▶ **SELECTED EXTRACT**
Gemini Man

Double the Will Smith can't save this dull action-thriller — nor can its distracting, unconvincing high-tech visuals.
Sarah Ward
October 10, 2019

Overview

Pitting Will Smith against himself, Gemini Man is designed to boggle the mind. Viewers are supposed to stare at the big screen in awe as the former Fresh Prince not only plays a supremely skilled 51-year-old assassin, but — through the wonders of seamless de-ageing CGI — also plays his 23-year-old clone. We're also meant to marvel at the 3D visuals that surround the two Smiths as they go head-to-head, with the movie shot on digital in 4K resolution at 120 frames per second. Technical jargon aside, that means Gemini Man is super-crisp thanks to its vastly increased number of pixels, and it boasts five times the usual images each second, with the camera picking up five times the visible detail as a result.

▶ **DATASET EXCERPTS**
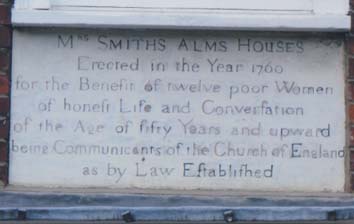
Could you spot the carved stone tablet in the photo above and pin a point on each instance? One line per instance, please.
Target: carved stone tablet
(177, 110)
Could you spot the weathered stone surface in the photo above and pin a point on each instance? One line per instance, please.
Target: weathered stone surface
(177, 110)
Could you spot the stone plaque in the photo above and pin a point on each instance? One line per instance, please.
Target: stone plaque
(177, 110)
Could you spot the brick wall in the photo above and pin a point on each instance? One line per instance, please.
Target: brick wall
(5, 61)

...

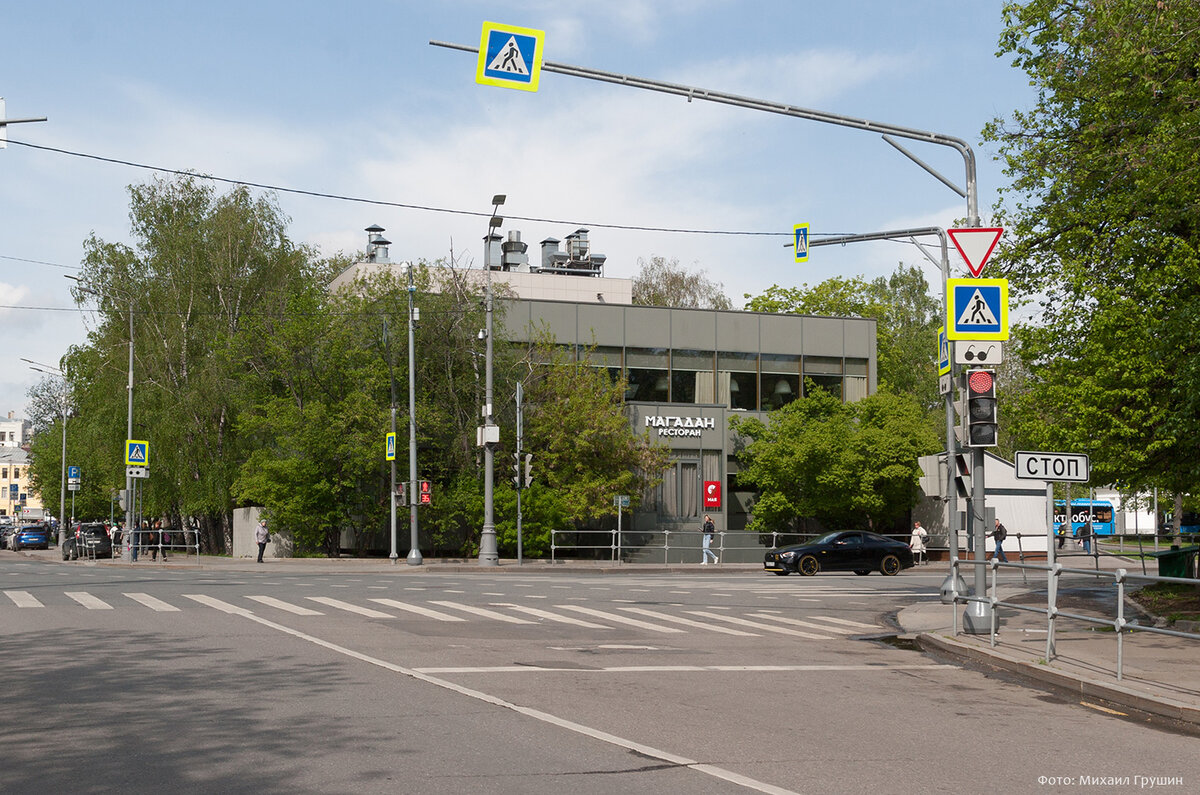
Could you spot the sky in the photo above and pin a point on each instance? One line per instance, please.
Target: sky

...

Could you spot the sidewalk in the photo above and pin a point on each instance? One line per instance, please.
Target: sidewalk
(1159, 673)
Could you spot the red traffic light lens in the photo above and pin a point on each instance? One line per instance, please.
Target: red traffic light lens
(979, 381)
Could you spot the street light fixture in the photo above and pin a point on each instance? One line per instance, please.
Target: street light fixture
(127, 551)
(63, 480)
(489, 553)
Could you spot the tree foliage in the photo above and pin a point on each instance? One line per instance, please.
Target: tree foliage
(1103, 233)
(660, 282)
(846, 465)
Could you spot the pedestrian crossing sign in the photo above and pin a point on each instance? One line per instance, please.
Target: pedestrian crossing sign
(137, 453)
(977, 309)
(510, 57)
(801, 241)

▶ **WHAT IS BEING ASKED**
Translate this sentence from the Gemini Man review into Spanish: "Pitting Will Smith against himself, Gemini Man is designed to boggle the mind."

▶ **FINISHED EXERCISE**
Al enfrentar a Will Smith consigo mismo, Gemini Man está diseñada para dejar a cualquiera con la boca abierta.